_Task instructions_
Copy out the material between the line holding "Could you point out where the box" and the line holding "874,405 -> 945,427", inclusive, with the requests unchanged. In the answers, scale every corner coordinate by 1.45 and round to whole numbers, with halves going up.

::::::::::

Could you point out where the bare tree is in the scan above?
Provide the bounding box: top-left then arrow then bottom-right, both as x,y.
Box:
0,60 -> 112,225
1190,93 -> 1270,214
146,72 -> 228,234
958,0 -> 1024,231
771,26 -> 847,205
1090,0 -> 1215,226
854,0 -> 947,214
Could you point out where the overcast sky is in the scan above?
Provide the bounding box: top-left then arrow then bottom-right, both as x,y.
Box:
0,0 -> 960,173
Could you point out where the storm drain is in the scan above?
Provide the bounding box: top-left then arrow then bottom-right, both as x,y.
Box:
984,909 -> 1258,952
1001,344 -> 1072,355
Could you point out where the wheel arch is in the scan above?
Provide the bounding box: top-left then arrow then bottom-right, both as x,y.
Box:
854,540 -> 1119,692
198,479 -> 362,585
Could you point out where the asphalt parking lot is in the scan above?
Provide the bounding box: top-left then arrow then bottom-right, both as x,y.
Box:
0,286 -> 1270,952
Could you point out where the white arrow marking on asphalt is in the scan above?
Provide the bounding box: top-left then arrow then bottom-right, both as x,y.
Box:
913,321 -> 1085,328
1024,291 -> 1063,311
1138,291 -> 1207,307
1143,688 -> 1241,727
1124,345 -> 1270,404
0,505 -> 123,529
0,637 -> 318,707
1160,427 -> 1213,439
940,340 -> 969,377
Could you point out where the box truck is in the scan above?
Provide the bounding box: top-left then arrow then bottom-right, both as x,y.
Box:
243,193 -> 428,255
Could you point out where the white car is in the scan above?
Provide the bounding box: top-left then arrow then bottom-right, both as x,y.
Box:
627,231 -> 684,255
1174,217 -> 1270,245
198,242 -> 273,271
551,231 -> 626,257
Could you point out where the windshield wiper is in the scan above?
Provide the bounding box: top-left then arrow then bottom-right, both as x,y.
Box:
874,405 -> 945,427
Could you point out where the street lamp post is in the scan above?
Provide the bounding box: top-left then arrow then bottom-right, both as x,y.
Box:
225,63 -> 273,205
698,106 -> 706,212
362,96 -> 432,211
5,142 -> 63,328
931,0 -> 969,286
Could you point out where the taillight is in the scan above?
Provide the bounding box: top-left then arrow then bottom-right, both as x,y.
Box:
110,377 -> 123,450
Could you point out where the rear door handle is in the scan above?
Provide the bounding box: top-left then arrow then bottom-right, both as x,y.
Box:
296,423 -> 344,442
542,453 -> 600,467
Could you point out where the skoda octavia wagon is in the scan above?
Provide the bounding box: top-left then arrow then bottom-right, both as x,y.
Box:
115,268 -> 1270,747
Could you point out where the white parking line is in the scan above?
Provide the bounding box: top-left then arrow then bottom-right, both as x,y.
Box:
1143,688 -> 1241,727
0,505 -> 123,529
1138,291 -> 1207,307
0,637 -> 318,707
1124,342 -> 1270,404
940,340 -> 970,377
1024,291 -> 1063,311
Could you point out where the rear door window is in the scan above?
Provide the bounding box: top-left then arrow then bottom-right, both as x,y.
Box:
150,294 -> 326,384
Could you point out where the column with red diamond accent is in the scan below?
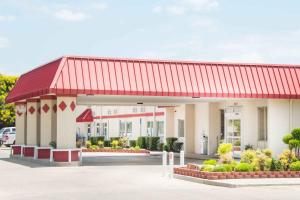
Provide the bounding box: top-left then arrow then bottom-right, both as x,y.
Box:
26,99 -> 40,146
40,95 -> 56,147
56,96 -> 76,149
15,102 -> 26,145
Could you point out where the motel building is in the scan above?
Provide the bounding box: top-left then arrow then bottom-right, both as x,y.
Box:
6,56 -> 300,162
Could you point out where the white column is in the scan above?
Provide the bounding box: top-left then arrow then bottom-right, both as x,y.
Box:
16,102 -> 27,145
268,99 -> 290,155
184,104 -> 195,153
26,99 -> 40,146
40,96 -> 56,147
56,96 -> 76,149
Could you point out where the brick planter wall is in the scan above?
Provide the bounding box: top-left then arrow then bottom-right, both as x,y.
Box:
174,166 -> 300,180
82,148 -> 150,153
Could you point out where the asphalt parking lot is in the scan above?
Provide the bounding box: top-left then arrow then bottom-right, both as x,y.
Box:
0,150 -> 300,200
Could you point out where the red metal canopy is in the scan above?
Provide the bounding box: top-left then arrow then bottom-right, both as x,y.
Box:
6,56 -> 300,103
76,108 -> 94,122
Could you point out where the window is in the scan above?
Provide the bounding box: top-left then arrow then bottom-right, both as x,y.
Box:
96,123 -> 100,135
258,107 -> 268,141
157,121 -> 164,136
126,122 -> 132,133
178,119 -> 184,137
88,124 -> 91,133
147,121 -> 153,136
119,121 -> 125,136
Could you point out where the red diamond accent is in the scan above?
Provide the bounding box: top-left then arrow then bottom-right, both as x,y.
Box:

::::::::::

_Result of the exercise_
Could you point out where the box truck is in the scan above?
Provide the bounding box: top-left then arrow then bottom-right, both as x,y.
Box:
352,280 -> 621,370
Could you point out where the white car is in the scan above?
Provide the bounding box: top-left then arrow then bottom-right, both as x,y.
Box:
909,335 -> 992,370
1702,315 -> 1842,355
287,351 -> 396,393
799,335 -> 908,373
Could you point out where the windshield wiper is in the scan above?
Provide the bounding box: top-left then arrow then bottom-right, both as x,y.
Box:
1267,587 -> 1370,619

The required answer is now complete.